El Derby y las chicas
A Emilio, ya iniciado.El Derby de este año vino precedido por un temor y acompañado de una novedad histórica. Se temía su coincidencia fatal con la inauguración de la Eurocopa de fútbol, que además comenzaba con un partido de la selección inglesa: ¿algún otro portento puede competir en popularidad con tal sustituto mediático de las guerras púnicas, las cruzadas y las campañas napoleónicas? Para paliar estragos que se daban por descontados se adelantó la gran carrera casi una hora (de modo que ya no interfiriese con el partido sino sólo con el almuerzo de los aficionados) y se instalaron en el césped sagrado de Epsom pantallas gigantes de televisión para que nadie se perdiera ninguna patada ni pataleta nacional. Los bookmakers admitían junto a las apuestas hípicas otras sobre los hipotéticos goles de Gascoigne. En fin, un lío desdichado que sólo consiguió fastidiar el Derby a quienes se interesan de veras por él sin por ello reclutar a esa parte del público y sobre todo de la prensa dedicada a celebrar lo que en el hipódromo un digno caballero de chaqué y sombrero gris denominó con rencor justificado "this stupidf football".
La novedad histórica, en cambio, puede ser mirada con mayor simpatía: una mujer participó como jinete en el Derby por primera vez en dos siglos y pico. No hace falta decir que el mundo del turf, como tantos otros espacios competitivos tradicionales, sigue siendo casi privativamente masculino. Se han dado mujeres distinguidas como propietarias y criadoras de caballos, empezando por la célebre Lily Langtry (antes de partir hacia el Oeste americano y el juez que la adoraba, vivió en Newmarket, dueña de una cuadra con la que obtuvo notables triunfos) y llegando hasta la actual reina de Inglaterra, experta hípica de primer orden. También lo fue la duquesa de Montrose, en la época victoriana, que siempre vestía de rojo porque tales eran sus colores en la pista, y que cierto domingo interrumpió el sermón del capellán cuando el santo varón imploraba a Dios lluvia para acabar con la sequía reinante: "¿Cómo se atreve a pedir que llueva cuando la semana próxima se corre el St. Leger y mi caballo detesta el barro?". No faltan tampoco buenas entrenadoras como lady Herries, cuyo pupilo Celtic Swing fue el año pasado favorito del Derby y ganó su equivalente francés, el Jockey Club. Pero la tarea de jockey ya es otra cosa y suele desconfiarse de que, por razones morfológicas, una mujer pueda aunar un peso bajo y la fuerza necesaria para acelerar como es debido un caballo de alta competición. Este recelo se mantiene pese a que hoy montan con plena excelencia profesional mujeres como la americana Julle Krone, una criatura élfica en lo físico y de habilidad diabólica, con la que poquísimos jinetes pueden medirse. Y este prejuicio es el que desafió Alex Greaves, de 28 años de edad y con bastantes victorias en su haber (aunque en compromisos mucho menores), cuando decidió montar en el Derby a Portuguese Lil, una yegua entrenada por su marido y antiguo jinete, David Nicholls.

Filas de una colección
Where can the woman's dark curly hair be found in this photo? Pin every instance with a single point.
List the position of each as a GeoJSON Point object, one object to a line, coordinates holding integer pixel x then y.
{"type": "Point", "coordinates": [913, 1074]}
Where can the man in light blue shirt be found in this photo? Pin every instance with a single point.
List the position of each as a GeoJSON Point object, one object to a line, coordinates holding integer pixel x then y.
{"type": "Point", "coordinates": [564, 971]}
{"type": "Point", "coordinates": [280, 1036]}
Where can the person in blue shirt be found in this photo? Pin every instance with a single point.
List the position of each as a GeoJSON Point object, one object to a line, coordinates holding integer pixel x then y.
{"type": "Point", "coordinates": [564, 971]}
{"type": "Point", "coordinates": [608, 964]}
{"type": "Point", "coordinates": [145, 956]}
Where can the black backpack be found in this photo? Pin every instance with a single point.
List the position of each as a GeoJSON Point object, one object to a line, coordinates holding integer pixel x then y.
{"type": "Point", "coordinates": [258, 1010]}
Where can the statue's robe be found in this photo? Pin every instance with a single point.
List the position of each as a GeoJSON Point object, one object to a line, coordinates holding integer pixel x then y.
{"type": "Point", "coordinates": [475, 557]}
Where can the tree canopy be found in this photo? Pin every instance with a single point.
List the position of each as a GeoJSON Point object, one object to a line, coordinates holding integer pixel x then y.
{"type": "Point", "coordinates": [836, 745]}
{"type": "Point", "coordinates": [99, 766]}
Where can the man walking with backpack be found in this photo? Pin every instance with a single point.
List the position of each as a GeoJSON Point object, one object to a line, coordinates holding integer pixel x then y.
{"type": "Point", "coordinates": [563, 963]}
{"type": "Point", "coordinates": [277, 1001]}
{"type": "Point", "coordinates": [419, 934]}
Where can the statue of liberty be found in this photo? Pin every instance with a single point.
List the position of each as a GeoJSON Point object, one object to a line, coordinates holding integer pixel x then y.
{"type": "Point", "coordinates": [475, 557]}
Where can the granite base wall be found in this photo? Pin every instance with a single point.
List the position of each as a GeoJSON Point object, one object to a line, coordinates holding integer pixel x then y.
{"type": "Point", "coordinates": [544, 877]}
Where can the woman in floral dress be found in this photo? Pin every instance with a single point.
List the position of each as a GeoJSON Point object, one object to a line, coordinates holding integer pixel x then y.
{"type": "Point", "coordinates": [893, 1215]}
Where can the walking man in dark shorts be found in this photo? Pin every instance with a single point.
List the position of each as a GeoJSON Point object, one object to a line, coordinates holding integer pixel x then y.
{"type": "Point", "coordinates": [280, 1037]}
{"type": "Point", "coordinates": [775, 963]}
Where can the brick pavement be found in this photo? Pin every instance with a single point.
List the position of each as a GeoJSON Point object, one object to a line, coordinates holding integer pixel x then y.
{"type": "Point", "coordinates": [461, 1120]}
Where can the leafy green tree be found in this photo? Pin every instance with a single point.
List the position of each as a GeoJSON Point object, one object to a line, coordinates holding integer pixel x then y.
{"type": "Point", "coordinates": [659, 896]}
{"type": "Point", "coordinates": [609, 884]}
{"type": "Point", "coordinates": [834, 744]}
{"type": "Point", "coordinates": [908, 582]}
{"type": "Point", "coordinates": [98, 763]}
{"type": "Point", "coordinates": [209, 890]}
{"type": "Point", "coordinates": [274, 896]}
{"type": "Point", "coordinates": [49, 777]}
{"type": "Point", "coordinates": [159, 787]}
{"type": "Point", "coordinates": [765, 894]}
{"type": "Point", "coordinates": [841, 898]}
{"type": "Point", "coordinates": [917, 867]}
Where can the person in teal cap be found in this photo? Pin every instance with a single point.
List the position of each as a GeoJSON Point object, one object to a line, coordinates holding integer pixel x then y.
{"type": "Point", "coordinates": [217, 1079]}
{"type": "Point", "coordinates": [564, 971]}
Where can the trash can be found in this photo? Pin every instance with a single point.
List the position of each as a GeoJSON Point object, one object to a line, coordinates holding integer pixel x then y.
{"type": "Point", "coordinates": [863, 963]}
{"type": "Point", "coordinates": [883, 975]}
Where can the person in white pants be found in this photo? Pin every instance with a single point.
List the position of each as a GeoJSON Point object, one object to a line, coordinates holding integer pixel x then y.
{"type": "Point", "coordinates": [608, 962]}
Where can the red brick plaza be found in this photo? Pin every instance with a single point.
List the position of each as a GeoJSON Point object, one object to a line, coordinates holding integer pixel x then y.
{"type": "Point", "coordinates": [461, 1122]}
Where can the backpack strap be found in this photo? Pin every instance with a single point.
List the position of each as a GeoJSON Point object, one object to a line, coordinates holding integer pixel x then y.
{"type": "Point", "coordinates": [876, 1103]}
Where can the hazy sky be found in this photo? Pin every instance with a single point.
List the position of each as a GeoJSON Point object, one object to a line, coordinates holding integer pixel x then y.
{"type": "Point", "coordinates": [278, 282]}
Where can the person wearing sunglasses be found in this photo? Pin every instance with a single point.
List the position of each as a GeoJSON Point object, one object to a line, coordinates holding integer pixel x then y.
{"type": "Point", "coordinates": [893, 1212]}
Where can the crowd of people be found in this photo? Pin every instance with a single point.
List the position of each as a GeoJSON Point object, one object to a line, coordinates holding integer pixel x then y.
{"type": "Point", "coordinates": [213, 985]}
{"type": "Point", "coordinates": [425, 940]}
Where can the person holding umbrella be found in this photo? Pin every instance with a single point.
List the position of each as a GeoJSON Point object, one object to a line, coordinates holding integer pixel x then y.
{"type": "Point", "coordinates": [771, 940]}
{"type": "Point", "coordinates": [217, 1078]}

• _Instrucciones de trabajo_:
**A)** Según el texto sobre el Derby, ¿cuánto tiempo se adelantó la gran carrera para evitar la coincidencia con el partido de la Eurocopa?
**B)** Prosiga el texto sobre el Derby a partir de su última oración.

• _Resultados obtenidos_:
**A)** Se adelantó casi una hora.

**B)**
Cuando ahora les diga que la amazona llegó en última posición a la meta seguro que alguno no reprimirá una sonrisita machista de satisfacción (acompañada quizá de un suspiro de alivio) perfectamente injustificada: Portuguese Lil no hubiera alcanzado mejor colocación ni montada por Lester Piggott, y Alex Greaves no mostró en ningún momento de la dura carrera menos competencia que sus colegas masculinos. De hecho, ya que de géneros venimos hablando, a mí lo que más me sorprendió fue ver a una yegua en el Derby. En los veintidós años que llevo asistiendo a la prueba sólo ha corrido otra, la gentil francesa Nobiliary, y sucedió precisamente en la primera de mis visitas a Epsom. Lo normal es que las yeguas opten por participar en el Oaks, la prueba clásica que se les reserva en la semana del Derby, y muchos creyeron que Nobiliary había desperdiciado tontamente su destacada posibilidad en esa carrera por competir con los machos. Para su sorpresa (no mía, que la aposté), Nobiliary quedó segunda en el Derby y sólo porque tropezó con un campeón de primera fila como Grundy: hubiera sido capaz de ganar por lo menos la mitad de los Derbies que luego he visto. La modesta Portuguese Lil no se parece a Nobiliary más que en el sexo, pero a lo largo de los años me he enamorado de muchas excelentes yeguas y las he visto doblegar a los mejores machos en las grandes carreras: Triptich, Dumferline, Time Charter, User Friendly... Y he oído hablar de otras casi míticas como Petite Étoile, Allez France o Dhalia. Pero, por encima de todo, hubiera querido ver correr a Sceptre.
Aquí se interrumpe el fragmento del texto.